(Beginning of Data section)

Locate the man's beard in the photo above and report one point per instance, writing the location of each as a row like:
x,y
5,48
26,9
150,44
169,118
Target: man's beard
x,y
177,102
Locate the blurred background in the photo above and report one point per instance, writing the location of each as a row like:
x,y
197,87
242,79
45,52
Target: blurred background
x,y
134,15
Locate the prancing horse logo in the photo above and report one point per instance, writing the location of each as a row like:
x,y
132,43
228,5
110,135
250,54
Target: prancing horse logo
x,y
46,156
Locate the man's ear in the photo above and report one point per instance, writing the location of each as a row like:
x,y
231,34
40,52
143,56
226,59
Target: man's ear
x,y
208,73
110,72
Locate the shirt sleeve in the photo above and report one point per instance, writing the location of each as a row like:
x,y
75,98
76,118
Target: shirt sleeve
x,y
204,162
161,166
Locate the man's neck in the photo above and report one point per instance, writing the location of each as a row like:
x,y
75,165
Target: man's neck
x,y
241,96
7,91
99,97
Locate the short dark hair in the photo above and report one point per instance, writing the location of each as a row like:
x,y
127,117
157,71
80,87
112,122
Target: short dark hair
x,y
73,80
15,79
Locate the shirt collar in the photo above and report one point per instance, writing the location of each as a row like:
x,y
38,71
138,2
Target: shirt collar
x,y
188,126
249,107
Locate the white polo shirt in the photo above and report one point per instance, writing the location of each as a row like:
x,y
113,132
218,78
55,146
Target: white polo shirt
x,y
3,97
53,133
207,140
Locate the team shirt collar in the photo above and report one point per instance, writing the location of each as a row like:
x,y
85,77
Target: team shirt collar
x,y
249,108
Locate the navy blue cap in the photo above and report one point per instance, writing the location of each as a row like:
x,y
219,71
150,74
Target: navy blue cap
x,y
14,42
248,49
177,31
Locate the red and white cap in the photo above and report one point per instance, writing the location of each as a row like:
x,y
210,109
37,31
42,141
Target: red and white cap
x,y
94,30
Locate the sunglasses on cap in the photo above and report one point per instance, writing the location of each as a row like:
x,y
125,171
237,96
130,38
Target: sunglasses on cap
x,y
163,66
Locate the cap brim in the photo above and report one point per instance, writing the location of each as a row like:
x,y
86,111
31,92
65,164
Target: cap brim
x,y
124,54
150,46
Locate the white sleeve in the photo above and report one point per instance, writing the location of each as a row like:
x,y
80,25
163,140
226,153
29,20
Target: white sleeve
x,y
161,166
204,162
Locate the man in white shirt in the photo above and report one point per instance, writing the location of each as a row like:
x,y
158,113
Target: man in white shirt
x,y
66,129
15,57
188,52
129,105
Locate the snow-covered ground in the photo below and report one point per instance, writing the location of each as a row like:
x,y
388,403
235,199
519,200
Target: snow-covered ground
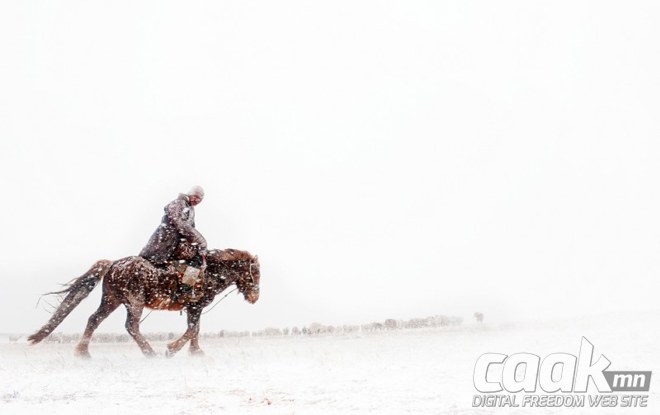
x,y
425,371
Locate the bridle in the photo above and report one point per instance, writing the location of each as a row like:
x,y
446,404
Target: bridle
x,y
251,284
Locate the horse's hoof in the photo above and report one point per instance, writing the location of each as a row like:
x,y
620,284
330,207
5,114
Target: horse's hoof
x,y
149,353
197,352
83,354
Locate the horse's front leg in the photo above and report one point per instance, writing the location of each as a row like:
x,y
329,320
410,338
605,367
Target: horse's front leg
x,y
194,313
133,328
194,342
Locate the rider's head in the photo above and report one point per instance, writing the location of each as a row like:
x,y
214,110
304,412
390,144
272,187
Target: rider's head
x,y
195,195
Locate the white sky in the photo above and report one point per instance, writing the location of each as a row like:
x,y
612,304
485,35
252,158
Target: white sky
x,y
384,159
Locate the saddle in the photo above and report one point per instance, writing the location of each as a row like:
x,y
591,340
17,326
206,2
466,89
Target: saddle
x,y
190,287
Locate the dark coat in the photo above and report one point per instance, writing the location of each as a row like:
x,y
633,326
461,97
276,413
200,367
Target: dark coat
x,y
178,225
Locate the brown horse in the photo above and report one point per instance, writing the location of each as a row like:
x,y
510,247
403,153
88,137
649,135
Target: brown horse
x,y
137,284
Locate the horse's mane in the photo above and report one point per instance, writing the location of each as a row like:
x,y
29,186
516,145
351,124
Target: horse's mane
x,y
218,255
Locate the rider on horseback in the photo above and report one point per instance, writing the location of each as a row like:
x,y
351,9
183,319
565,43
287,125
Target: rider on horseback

(End of Data section)

Task details
Retype every entry above exactly, leaving out the pictures.

Result
Locate the man's beard in the photo above and report one point per instance, writing the location of each as a row like:
x,y
5,48
26,9
150,44
169,118
Target: man's beard
x,y
177,102
Locate the blurred background in the photo above and report one point per instance, writing the location of each as a row like:
x,y
197,87
242,79
45,52
Target: blurred background
x,y
134,15
Locate the prancing horse logo in the photo above and report one point per instance, writing the location of each as a row like:
x,y
132,43
228,5
110,135
250,54
Target: prancing horse logo
x,y
46,156
Locate the man's ear in the photo above and report one point per instance, writing the location of each as a row like:
x,y
231,34
40,52
143,56
226,59
Target: man's ear
x,y
208,73
110,72
Locate the shirt sleeve in the photo above and report one point per instance, writing the location of each as a row like:
x,y
75,98
76,118
Target: shirt sleeve
x,y
204,162
161,166
Locate the man's neck in the photo above and report one point per instance, writing the location of each as a row like:
x,y
75,165
Target: man's neck
x,y
241,96
7,91
99,97
Locate the short dark hair in the photo above and report one point per instance, writing the location of each as a row like:
x,y
127,117
157,71
80,87
112,122
Target: short dark hair
x,y
73,80
15,79
Locate the shirt collar in the photo above and report one point per instance, writing the location of each as a row like:
x,y
38,71
138,2
Target: shirt collar
x,y
188,126
249,107
Locate the white polo shirt in the photo above and report one point per instance, writing the location of each as a row like:
x,y
113,132
218,78
55,146
Target: white polo shirt
x,y
3,97
53,133
207,140
Locate the team shirt collar in the photo above and report one point per instance, writing the location of each as a row like:
x,y
85,77
Target: team shirt collar
x,y
249,108
Locate the navy blue cap in the photo above and report one point per instance, writing the location of each as a row like:
x,y
219,71
150,74
Target: navy blue cap
x,y
14,42
248,49
177,31
Locate the red and white cap in the photo above and report one point per instance, writing the location of each as a row like:
x,y
210,109
37,31
42,141
Target: red and white cap
x,y
94,30
Locate the sunglasses on cap in the photo above and report one point per instance, writing the location of each as a row like:
x,y
125,171
237,96
130,38
Target: sunglasses on cap
x,y
163,66
Locate the cap brim in the photo above and report one point per instance, writing the location of each as a row like:
x,y
86,111
31,92
65,164
Target: cap brim
x,y
124,54
150,46
Locate the white sleeve in the photo above and report one point per instance, writing the location of each as a row like:
x,y
80,25
163,140
226,153
29,20
Target: white sleeve
x,y
161,166
204,162
Locate the man in white shirt in the photo above and report one point per instance, writing the location of each as a row like:
x,y
158,113
Target: man in white shirt
x,y
66,129
15,57
188,52
129,105
Locate the snow-covered ground in the photo below and report one point per instance, writing the location of each as a row like:
x,y
388,403
235,199
519,200
Target: snow-covered ground
x,y
425,371
Locate the bridle in the photo above and report one point per instance, writing the location of each as a row like:
x,y
446,404
Target: bridle
x,y
251,284
Locate the horse's hoof in the photo above and report one point per instance, writing the location of each as a row like:
x,y
620,284
330,207
5,114
Target: horse's hoof
x,y
149,353
197,352
83,354
Locate the horse's front leg in the photo above and report one point per instance, writing the location of each as a row like:
x,y
329,320
410,338
605,367
Target: horse's front leg
x,y
194,313
133,328
194,342
Locate the rider's head in the photo above and report one point per instance, writing the location of each as a row like:
x,y
214,110
304,412
390,144
272,187
Target: rider's head
x,y
195,195
Locate the white sky in the photo above and report one point per instance, writing the location of each as a row like:
x,y
612,304
485,35
252,158
Target: white sky
x,y
384,159
Locate the saddle in the photo above and report one point per instance, writing the location of each as a row like:
x,y
591,340
17,326
206,2
466,89
Target: saddle
x,y
190,287
Locate the dark coat in the photo above and report one point per instance, writing the location of each as a row like:
x,y
633,326
461,97
276,413
200,367
Target: dark coat
x,y
178,225
Locate the brown horse in the photo above and report one point per instance, writing the location of each as a row like:
x,y
510,247
403,153
88,137
649,135
Target: brown horse
x,y
137,284
Locate the horse's mane in the photo above and report one point per instance, writing the location of each as a row like:
x,y
29,186
516,145
351,124
Target: horse's mane
x,y
218,255
Locate the rider on horseback in the photo above and report one point per instance, writing the location of each as a row like:
x,y
351,9
183,319
565,43
287,125
Target: rider on horseback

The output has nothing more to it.